_Extracted entries_

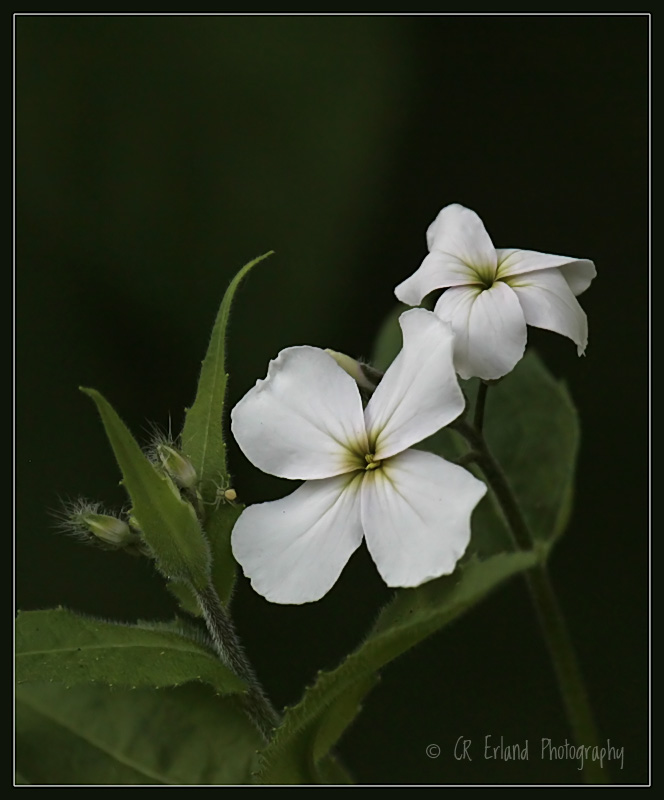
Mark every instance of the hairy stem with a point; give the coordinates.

--

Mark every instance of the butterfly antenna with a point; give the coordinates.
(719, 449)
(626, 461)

--

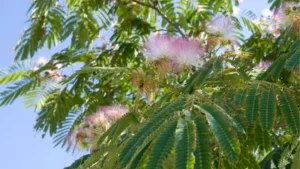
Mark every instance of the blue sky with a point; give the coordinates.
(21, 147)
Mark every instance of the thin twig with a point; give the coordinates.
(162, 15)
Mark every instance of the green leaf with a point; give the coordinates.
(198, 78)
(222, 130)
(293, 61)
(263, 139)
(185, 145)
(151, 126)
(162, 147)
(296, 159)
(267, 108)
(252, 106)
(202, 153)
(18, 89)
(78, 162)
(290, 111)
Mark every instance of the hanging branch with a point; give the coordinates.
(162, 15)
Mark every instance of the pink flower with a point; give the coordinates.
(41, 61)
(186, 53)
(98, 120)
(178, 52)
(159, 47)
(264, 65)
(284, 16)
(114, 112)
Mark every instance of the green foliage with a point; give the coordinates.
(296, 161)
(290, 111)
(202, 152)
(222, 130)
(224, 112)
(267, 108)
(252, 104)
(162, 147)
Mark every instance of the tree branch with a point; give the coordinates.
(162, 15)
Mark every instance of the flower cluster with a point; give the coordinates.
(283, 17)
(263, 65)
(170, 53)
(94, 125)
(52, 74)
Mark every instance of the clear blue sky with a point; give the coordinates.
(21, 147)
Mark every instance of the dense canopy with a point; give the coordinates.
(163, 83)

_Task_
Gather each line from the rows above that contains the word "branch", copying it in full.

_Result of this task_
Mark every instance of the hanging branch with a point; give the coordinates.
Mark every instance of the tree branch with a point; give the coordinates.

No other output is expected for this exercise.